→ Task objective: Type every record exactly as it appears.

→ Material supplied:
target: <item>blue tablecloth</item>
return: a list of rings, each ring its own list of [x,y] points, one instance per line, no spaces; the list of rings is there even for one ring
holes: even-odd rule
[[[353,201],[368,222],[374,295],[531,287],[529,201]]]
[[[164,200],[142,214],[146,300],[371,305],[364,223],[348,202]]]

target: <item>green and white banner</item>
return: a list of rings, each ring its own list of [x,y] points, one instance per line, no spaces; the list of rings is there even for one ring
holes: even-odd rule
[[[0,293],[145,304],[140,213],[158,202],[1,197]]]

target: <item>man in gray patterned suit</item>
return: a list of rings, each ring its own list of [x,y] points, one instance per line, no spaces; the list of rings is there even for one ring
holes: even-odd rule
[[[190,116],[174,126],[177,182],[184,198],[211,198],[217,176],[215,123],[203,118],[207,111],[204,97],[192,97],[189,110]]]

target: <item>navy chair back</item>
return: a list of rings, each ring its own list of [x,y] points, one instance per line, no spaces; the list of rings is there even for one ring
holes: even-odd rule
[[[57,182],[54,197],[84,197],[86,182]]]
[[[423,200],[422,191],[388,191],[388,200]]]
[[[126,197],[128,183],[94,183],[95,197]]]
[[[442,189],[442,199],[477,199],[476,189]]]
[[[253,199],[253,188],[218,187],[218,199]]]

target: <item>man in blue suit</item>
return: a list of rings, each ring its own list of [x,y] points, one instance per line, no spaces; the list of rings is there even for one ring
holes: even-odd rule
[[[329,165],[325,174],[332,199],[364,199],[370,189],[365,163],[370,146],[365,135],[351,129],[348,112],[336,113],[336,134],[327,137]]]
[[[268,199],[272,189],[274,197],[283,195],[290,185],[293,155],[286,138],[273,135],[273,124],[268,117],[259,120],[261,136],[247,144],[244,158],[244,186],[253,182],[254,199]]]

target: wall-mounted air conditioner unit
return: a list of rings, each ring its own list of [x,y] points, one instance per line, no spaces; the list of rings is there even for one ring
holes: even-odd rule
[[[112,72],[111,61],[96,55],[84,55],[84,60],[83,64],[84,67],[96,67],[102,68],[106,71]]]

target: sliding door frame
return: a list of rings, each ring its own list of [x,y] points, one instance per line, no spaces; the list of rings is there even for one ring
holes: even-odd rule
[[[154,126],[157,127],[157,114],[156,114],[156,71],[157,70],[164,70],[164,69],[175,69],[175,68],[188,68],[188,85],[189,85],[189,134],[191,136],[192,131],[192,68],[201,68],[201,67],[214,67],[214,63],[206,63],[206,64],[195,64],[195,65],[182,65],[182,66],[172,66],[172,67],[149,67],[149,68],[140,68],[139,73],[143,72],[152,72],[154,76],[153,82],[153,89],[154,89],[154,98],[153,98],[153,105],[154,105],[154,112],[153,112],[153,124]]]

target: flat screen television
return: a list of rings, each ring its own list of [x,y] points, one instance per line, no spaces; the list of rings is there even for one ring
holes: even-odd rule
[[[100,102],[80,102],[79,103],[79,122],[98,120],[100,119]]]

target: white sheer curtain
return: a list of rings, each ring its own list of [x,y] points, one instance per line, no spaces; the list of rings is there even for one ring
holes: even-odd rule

→ Final result:
target: <item>blue tablecloth</item>
return: a list of rings, each ring its own list of [x,y] points, one instance per line, no spaces; the list of rings is there even for one ring
holes: even-odd rule
[[[353,201],[368,222],[374,295],[531,287],[529,201]]]
[[[164,200],[142,214],[146,300],[371,305],[364,223],[348,202]]]

target: <item>green and white banner</item>
return: a list of rings, each ring its own list of [x,y] points, one instance per line, no spaces; the list of rings is there even for one ring
holes: even-odd rule
[[[0,293],[145,304],[140,213],[158,202],[1,197]]]

target: <item>man in gray patterned suit</item>
return: a list of rings, each ring its own list of [x,y] points, one instance per line, no spaces; the list of rings is there even for one ring
holes: even-odd rule
[[[190,116],[174,126],[177,182],[184,198],[211,198],[217,176],[215,123],[203,118],[207,111],[204,97],[192,97],[189,110]]]

target: <item>navy chair back</item>
return: a list of rings, each ring its own list of [x,y] points, one instance per line, no spaces; the list of rings is there even for one ring
holes: even-odd rule
[[[57,182],[54,197],[84,197],[86,182]]]
[[[423,200],[422,191],[388,191],[388,200]]]
[[[126,197],[128,183],[94,183],[95,197]]]
[[[442,189],[442,199],[477,199],[476,189]]]
[[[253,199],[253,188],[218,187],[218,199]]]

target: <item>man in blue suit</item>
return: a list of rings, each ring its own list of [x,y] points, one instance per line, no spaces; the list of rings is there even for one ring
holes: even-odd rule
[[[329,165],[325,174],[332,199],[364,199],[370,189],[365,163],[370,146],[365,135],[351,129],[348,112],[336,113],[336,134],[327,137]]]
[[[268,199],[272,189],[274,197],[283,195],[290,185],[293,155],[286,138],[273,135],[273,124],[268,117],[259,120],[261,136],[247,144],[244,158],[244,186],[253,182],[254,199]]]

target: wall-mounted air conditioner unit
return: a list of rings, each ring its own list of [x,y] points, one instance per line, no spaces; the list of rings is there even for one ring
holes: even-odd rule
[[[112,72],[111,61],[96,55],[84,55],[84,60],[83,64],[84,67],[96,67],[102,68],[106,71]]]

target: sliding door frame
return: a list of rings, each ring its own list of [x,y] points, one instance per line, no spaces; the list of rings is there even for one ring
holes: even-odd rule
[[[154,126],[157,127],[157,114],[156,114],[156,71],[157,70],[164,70],[164,69],[175,69],[175,68],[188,68],[188,85],[189,85],[189,134],[191,136],[192,131],[192,68],[201,68],[201,67],[214,67],[214,63],[206,63],[206,64],[195,64],[195,65],[182,65],[182,66],[172,66],[172,67],[149,67],[149,68],[140,68],[139,73],[143,72],[152,72],[154,76],[153,82],[153,89],[154,89],[154,98],[153,98],[153,105],[154,105],[154,112],[153,112],[153,124]]]

target: flat screen television
return: a list of rings, each ring its own list of [x,y] points, one instance per line, no spaces; the list of rings is there even for one ring
holes: even-odd rule
[[[100,102],[80,102],[79,103],[79,122],[98,120],[100,119]]]

target: white sheer curtain
return: a list of rings, each ring its own list of [x,y] points, one instance per line, no spaces; the list of rings is there even for one ring
holes: even-odd rule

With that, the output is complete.